_Dataset entries_
=== Begin Enclosure ===

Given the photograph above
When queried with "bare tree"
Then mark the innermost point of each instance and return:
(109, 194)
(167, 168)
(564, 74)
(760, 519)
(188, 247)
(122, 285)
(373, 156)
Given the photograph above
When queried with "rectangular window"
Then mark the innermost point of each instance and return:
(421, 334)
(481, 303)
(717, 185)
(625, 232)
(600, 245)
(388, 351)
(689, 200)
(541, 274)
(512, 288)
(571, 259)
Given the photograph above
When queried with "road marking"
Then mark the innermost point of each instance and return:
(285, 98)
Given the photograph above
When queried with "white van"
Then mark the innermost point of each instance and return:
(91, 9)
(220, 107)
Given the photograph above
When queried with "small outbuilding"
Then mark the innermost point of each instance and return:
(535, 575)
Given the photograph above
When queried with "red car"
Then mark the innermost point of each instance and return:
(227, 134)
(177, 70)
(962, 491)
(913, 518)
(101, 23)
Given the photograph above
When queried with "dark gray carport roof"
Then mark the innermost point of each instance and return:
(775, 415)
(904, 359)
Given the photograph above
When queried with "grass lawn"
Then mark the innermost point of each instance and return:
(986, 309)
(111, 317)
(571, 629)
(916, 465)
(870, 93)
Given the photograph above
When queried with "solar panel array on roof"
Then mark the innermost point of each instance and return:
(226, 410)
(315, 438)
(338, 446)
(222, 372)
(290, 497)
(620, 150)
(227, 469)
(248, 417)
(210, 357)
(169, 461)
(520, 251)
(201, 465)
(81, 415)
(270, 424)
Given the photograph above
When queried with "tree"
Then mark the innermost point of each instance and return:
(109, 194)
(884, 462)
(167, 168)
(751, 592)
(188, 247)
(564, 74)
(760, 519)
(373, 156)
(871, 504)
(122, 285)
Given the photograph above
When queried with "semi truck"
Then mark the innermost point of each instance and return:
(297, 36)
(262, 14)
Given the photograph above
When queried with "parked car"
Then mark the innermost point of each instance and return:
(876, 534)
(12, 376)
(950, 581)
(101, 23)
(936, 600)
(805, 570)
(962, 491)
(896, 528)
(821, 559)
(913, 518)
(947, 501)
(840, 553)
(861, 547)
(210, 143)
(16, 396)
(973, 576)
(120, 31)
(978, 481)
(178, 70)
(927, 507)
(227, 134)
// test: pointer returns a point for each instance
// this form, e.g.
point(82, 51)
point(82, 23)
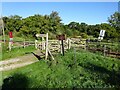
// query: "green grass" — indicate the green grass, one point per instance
point(15, 52)
point(78, 69)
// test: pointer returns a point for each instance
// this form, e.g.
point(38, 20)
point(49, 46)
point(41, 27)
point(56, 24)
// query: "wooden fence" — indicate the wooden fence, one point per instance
point(55, 46)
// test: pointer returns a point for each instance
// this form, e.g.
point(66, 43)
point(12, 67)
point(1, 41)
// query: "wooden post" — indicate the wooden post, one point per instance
point(104, 50)
point(10, 46)
point(62, 47)
point(43, 43)
point(3, 31)
point(36, 44)
point(46, 53)
point(24, 43)
point(69, 43)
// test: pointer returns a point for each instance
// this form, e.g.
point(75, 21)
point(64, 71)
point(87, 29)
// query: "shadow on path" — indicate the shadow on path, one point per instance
point(113, 76)
point(37, 56)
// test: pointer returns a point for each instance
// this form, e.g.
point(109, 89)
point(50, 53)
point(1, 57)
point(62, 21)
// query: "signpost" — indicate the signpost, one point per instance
point(61, 37)
point(11, 40)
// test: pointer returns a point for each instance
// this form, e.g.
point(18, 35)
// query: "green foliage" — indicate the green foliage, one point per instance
point(29, 26)
point(78, 69)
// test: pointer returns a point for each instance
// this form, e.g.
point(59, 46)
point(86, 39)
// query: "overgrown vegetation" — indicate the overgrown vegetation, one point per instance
point(78, 69)
point(29, 26)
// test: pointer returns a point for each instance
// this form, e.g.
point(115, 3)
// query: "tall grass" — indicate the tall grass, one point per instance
point(78, 69)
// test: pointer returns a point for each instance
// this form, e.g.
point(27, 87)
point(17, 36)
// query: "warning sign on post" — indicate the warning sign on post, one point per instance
point(61, 37)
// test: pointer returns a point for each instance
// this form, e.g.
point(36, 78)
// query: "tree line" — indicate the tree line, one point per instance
point(29, 26)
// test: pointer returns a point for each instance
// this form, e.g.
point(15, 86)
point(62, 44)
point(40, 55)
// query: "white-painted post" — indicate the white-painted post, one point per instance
point(43, 43)
point(104, 50)
point(69, 43)
point(24, 43)
point(60, 47)
point(10, 43)
point(36, 44)
point(46, 53)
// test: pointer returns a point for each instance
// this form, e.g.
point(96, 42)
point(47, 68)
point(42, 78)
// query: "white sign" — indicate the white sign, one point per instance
point(102, 33)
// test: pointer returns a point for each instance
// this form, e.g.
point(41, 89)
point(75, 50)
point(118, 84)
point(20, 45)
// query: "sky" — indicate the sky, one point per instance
point(88, 12)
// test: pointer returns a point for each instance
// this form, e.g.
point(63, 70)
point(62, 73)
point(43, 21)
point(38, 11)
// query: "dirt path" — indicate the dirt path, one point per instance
point(19, 61)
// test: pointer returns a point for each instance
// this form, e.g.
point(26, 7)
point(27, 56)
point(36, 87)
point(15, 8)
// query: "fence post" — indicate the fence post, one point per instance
point(10, 46)
point(104, 50)
point(24, 43)
point(69, 43)
point(46, 53)
point(36, 44)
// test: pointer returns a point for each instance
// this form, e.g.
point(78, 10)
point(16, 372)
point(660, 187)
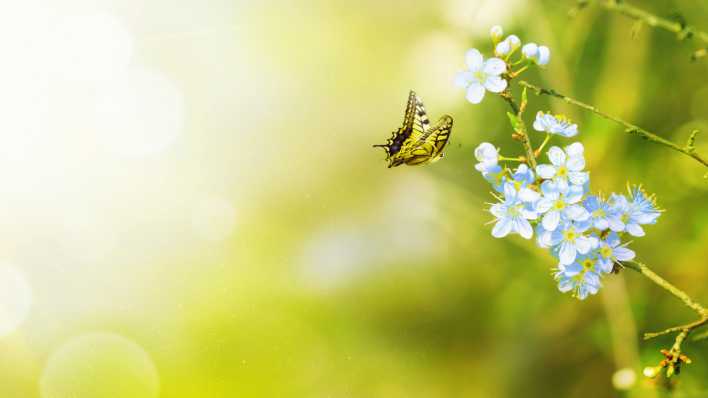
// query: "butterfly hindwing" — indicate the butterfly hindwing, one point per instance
point(415, 142)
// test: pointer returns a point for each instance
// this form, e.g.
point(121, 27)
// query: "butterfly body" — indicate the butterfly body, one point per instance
point(416, 142)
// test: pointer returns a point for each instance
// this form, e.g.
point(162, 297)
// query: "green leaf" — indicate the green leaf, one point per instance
point(515, 122)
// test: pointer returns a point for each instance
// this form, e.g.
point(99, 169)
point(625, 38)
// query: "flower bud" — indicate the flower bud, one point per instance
point(496, 32)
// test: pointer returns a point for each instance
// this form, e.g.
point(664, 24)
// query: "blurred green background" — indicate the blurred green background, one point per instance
point(191, 206)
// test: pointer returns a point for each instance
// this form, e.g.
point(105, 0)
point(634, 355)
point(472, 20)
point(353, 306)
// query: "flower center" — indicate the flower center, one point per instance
point(570, 235)
point(588, 263)
point(606, 251)
point(515, 211)
point(559, 204)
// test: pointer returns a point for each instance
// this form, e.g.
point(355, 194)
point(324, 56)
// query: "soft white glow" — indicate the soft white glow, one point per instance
point(477, 16)
point(15, 299)
point(140, 115)
point(213, 218)
point(89, 47)
point(434, 60)
point(99, 365)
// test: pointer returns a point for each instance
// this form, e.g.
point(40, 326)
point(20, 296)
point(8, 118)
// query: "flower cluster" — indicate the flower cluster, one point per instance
point(583, 231)
point(494, 74)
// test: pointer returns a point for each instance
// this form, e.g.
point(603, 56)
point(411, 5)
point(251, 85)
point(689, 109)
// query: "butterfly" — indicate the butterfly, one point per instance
point(416, 142)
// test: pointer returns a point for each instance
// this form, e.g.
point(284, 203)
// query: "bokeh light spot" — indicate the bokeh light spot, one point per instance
point(15, 299)
point(140, 115)
point(99, 365)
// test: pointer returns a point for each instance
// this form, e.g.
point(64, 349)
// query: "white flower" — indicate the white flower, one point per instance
point(538, 54)
point(555, 125)
point(507, 46)
point(496, 32)
point(566, 166)
point(482, 76)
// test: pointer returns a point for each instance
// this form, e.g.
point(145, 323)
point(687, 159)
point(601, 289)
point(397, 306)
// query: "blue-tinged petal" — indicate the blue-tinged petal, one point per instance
point(583, 244)
point(475, 93)
point(495, 84)
point(616, 224)
point(494, 66)
point(571, 269)
point(565, 284)
point(635, 229)
point(528, 195)
point(550, 220)
point(501, 228)
point(545, 171)
point(621, 253)
point(575, 149)
point(464, 79)
point(567, 253)
point(578, 177)
point(601, 224)
point(497, 210)
point(577, 213)
point(474, 60)
point(556, 156)
point(575, 163)
point(523, 227)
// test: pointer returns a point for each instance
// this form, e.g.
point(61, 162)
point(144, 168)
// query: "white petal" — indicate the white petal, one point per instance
point(502, 228)
point(623, 254)
point(494, 66)
point(464, 79)
point(567, 253)
point(544, 205)
point(545, 171)
point(635, 230)
point(550, 220)
point(475, 93)
point(544, 55)
point(575, 149)
point(495, 84)
point(528, 195)
point(530, 50)
point(524, 228)
point(577, 213)
point(502, 48)
point(576, 163)
point(497, 210)
point(584, 244)
point(556, 156)
point(578, 177)
point(474, 60)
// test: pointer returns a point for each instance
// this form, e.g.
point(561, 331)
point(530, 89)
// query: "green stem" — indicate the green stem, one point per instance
point(521, 131)
point(682, 31)
point(678, 293)
point(630, 128)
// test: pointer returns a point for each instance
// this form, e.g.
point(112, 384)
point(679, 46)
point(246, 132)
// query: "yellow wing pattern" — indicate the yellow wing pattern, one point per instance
point(415, 142)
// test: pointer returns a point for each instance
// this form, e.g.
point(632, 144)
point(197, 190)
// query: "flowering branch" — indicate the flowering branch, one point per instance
point(689, 149)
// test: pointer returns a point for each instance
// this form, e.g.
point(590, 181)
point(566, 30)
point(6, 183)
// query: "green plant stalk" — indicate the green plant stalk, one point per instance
point(681, 30)
point(521, 131)
point(688, 150)
point(678, 293)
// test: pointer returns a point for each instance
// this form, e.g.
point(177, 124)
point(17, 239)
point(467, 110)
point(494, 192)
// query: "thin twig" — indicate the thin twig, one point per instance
point(630, 128)
point(683, 330)
point(521, 130)
point(682, 30)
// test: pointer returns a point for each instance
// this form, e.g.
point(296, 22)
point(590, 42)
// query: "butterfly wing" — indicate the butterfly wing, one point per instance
point(414, 127)
point(430, 149)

=== End Enclosure ===

_Exercise goal_
If a line in the records above has the word "When", copy it.

_Result_
When queried with "bare tree"
When queried with "rectangular window"
When queried with "road marking"
When queried with "white van"
When queried with "small outbuilding"
When queried with "red car"
When queried with "dark gray carport roof"
When queried with "grass lawn"
When queried with "solar panel array on roof"
When queried with "tree"
When queried with "semi truck"
When queried with "parked car"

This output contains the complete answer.